Fonte:
:::
IN VIAGGIO SU UNA LINEA FERROVIARIA SECONDARIA

Quando si tratta di cercare cose vecchie e dimenticate, la nostra fantasia si scatena.
Noi che siamo abituati da sempre a muoversi con mezzi propri, perchè che non ci piace dipendere da orari e coincidenze, abbiamo deciso di fare un viaggetto su una linea ferroviaria che è nata secondaria: La Faentina.
Il percorso della Faentina, sarebbe quello più semplice e meno aspro tra i vari valichi appenninici tra Toscana ed Emilia Romagna.
Invece, quando fu inaugurata nel 1893 era già una linea secondaria, superata in importanza dalla Porrettana, inaugurata nella sua intierezza nel 1864, la quale  doveva superare dislivelli assai più elevati, e con pendenza percentualmente superiori, per  una lunghezza complessiva assai simile.
La Porrettana, nata a binario unico, si dimostrò subito inadeguata al suo ruolo di asse viario principale transappenninico.
Si dovette aspettare il 1934 perchè si inaugurasse la ferrovia Direttissima, che con una pendenza assai inferiore, attraversando le valli del Bisenzio e del Setta, portava direttamente a Bologna via Prato, tramite un capolavoro dell'ingegneria di allora come la Grande Galleria dell'Appennino, lunga ben 18.032 metri.
:::
(Elementi di una raccolta per l'etichettatura)
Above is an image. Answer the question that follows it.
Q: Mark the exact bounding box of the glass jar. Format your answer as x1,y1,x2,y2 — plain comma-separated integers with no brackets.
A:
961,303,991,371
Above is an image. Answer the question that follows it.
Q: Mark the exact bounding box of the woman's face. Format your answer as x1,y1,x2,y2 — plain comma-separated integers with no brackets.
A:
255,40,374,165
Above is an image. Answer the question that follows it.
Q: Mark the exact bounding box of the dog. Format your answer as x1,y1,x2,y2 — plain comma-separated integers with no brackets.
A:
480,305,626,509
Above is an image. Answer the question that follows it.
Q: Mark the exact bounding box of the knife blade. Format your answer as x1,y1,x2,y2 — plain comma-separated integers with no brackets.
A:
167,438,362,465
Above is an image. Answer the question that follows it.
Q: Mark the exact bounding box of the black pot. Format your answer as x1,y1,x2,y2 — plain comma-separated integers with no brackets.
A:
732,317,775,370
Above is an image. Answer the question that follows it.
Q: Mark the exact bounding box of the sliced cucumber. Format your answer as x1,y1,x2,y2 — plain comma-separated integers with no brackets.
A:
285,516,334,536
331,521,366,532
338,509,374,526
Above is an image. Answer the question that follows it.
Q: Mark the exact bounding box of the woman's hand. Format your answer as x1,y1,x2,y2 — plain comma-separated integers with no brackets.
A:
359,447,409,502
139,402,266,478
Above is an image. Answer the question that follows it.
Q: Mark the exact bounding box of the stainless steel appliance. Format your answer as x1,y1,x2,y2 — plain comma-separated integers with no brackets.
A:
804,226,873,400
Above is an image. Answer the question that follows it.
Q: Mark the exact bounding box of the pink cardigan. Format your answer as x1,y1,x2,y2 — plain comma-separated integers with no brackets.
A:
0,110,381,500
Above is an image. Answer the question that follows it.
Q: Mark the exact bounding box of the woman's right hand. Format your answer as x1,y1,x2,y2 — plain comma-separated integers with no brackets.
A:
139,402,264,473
:::
Esercizio scritto 1: Elenca tutte le linee ferroviarie nominate nel testo sulla Faentina.
Esercizio scritto 2: Ricopia dal testo sulla Faentina il brano che comincia con "Il percorso della" e termina con "ben 18.032 metri.".

Risposta completa 1:
- La Faentina
- La Porrettana
- La Direttissima

Risposta completa 2:
Il percorso della Faentina, sarebbe quello più semplice e meno aspro tra i vari valichi appenninici tra Toscana ed Emilia Romagna.
Invece, quando fu inaugurata nel 1893 era già una linea secondaria, superata in importanza dalla Porrettana, inaugurata nella sua intierezza nel 1864, la quale  doveva superare dislivelli assai più elevati, e con pendenza percentualmente superiori, per  una lunghezza complessiva assai simile.
La Porrettana, nata a binario unico, si dimostrò subito inadeguata al suo ruolo di asse viario principale transappenninico.
Si dovette aspettare il 1934 perchè si inaugurasse la ferrovia Direttissima, che con una pendenza assai inferiore, attraversando le valli del Bisenzio e del Setta, portava direttamente a Bologna via Prato, tramite un capolavoro dell'ingegneria di allora come la Grande Galleria dell'Appennino, lunga ben 18.032 metri.